(Selected extract)
● ● ● ● ● ● ●

Over the past five years, Iran's leading philosopher, Abdul Karim Soroush, has fueled public debate by offering a framework -- on the basis of faith -- to blend Islam and democracy. He argues that to be a true believer, one must come to the faith without coercion or pressure -- in other words, freely. That principle is the origin of all other freedoms. He never abandoned the tenets of his faith; he believes that sharia (Islamic law) can be a basis for modern legislation. But he breaks from Iran's theocrats in his declaration that Islamic law is not static, but is flexible and adaptable because it has only begun to be understood by imperfect human beings.
Soroush was a long-time follower of Khomeini, who appointed him to the Committee of the Cultural Revolution to conform university curricula to Islam. But a decade after the revolution, Soroush began to see the ayatollah as an instrument of transition, not as the goal. In books, magazine columns, and lectures at the three universities where he taught, Soroush warned that Islam, like any other religion, should never be used to rule a state, because it opens the door to totalitarianism. Often called the Martin Luther of Islam by students, Soroush is also widely popular among intellectuals, reformers, and the clergy. Many of his former students and followers launched new, reformist newspapers -- most notably Jameh, Tous, Neshat, and Asr-e Azadegan, or "Era of the emancipators" -- all of which were closed down by the judicary.
The goal of Soroush, Kadivar, Nouri, and other reformers is to be Muslim without being fundamentalist, to be reverent but free, and to find a world-view that is both Islamic and modern. As the only Shiite-ruled country, Iran is unique in the Muslim world. Yet the work of Iran's reformers is nonetheless spreading throughout the 53-nation Islamic bloc, the last group of countries to hold out against the wave of democratization that has swept the rest of the world.
The frontline in the conflict over Iran's identity and its future is between artistic freedom and Islamic correctness. Some of the earliest and boldest challenges to the Second Republic came from artists. In a 1994 open letter titled "We Are Writers," 134 writers, poets, journalists, and scholars, including many who had once rallied around the regime, demanded the freedom to associate in a writers' union, noninterference in their personal lives, and an end to censorship. Within months, more than 200 film directors and actors petitioned for an end to the "straitjacket regulations and complicated methods of supervision" of Iran's movie industry, including everything from script approval to the distribution of raw film stock.

● ● ● ● ● ● ●

(Directions)
1. According to the passage on Iran's reformers, who appointed Soroush to the Committee of the Cultural Revolution?
2. Pick up the passage on Iran's reformers after its final sentence and keep writing it.
The material placed after this passage has no role here.

(Source material)
● ● ● ● ● ● ●

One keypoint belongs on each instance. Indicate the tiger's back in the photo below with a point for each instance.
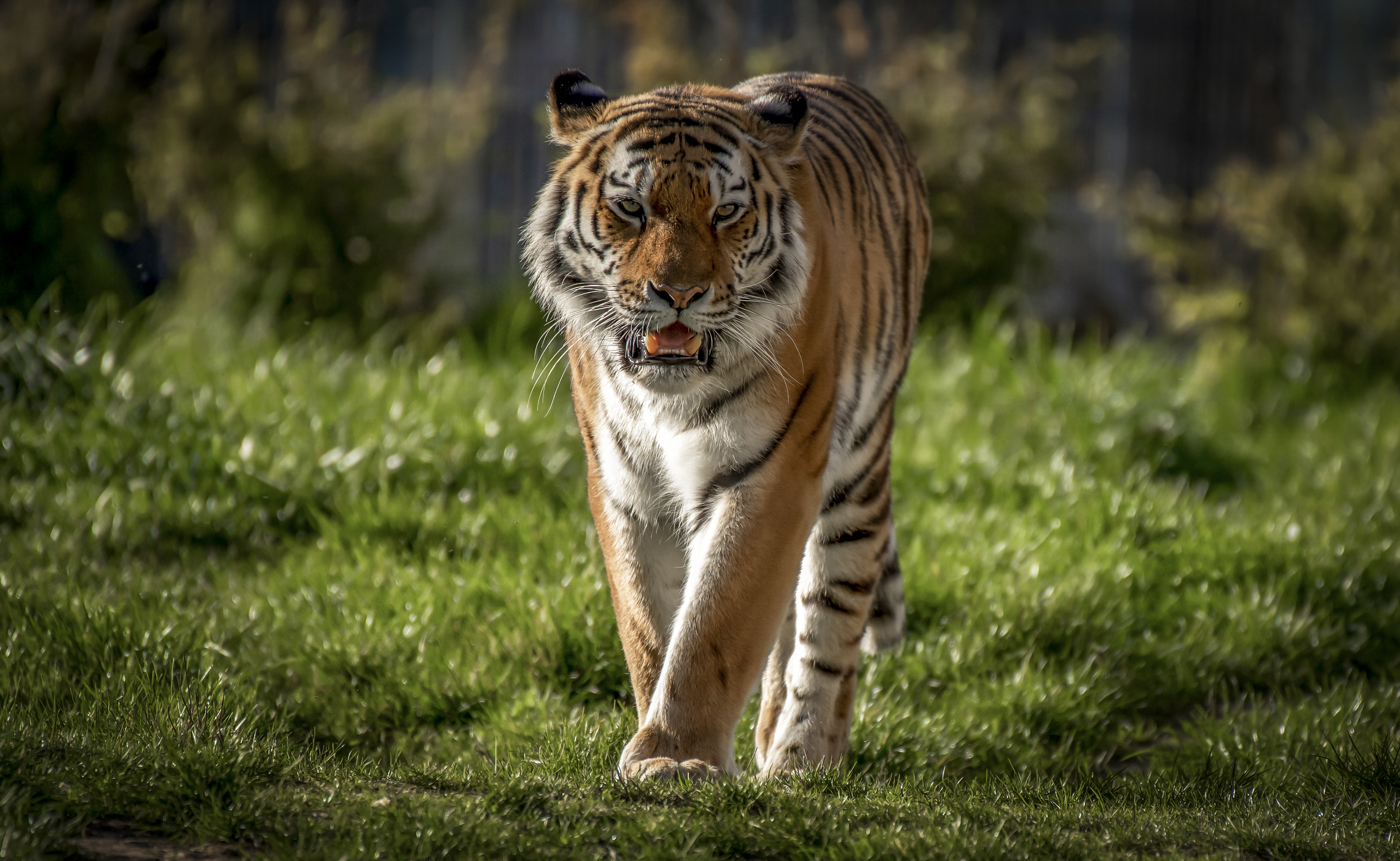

● ● ● ● ● ● ●

(Responses for each task)
1. Khomeini.

2.
Iranian cinema has led a major countercultural revolution since the early 1990s. Despite often ridiculous restrictions, filmmakers have been able to exploit the subtleties of their medium to make bold statements about sensitive political and social issues. Characters are challenging the status quo; plots focus on the shortcomings of the Islamic system; dialogue is extending the boundaries of public discussion. Indeed, few subjects are now off-limits. The White Balloon, one of Iran's most famous postrevolution films, jabs at the country's failures to address poverty, racial bias, and child exploitation. Dariush Mehrjui, the father of modern Iranian cinema, wrote a quartet of films -- Banoo (1992), Sara (1993), Pari (1995), and Leila (1997) -- about the professional and personal plight of women in Islamic society. Each ended with the lead female character defying convention or leaving her husband to head out on her own -- a radical move in a society where women must get written permission to leave the country. Mehrjui's Hamoon, ranked the best movie in Iranian history in a 1997 poll of Iranian film critics and audiences, was a dark comedy about modern Iranian life that examined people's fixations with Islamic religious figures. Today's increasingly independent film industry is thoroughly undermining the theocrats' draconian effort to create a new society centered around the devout Shiite. Indeed, the change in the social climate is stark.
In the 1980s, the regime had forced artists and writers into silence or exile. Bookstore shelves were emptied and state-controlled television and radio were limited to religious programs, children's shows, sports, news programs, and staid documentaries. In the 1990s, a bookstore was firebombed for publishing an "un-Islamic" book. Theaters were attacked for showing films accused of religious insensitivity. One leading writer died mysteriously in prison; three others were murdered by a death squad tied to the intelligence ministry. Nothing was too trivial: the theocrats even endorsed new, Islamically correct dolls -- Sara and her brother Dara -- to supplant the influence of Mattel's Barbie and her boyfriend Ken.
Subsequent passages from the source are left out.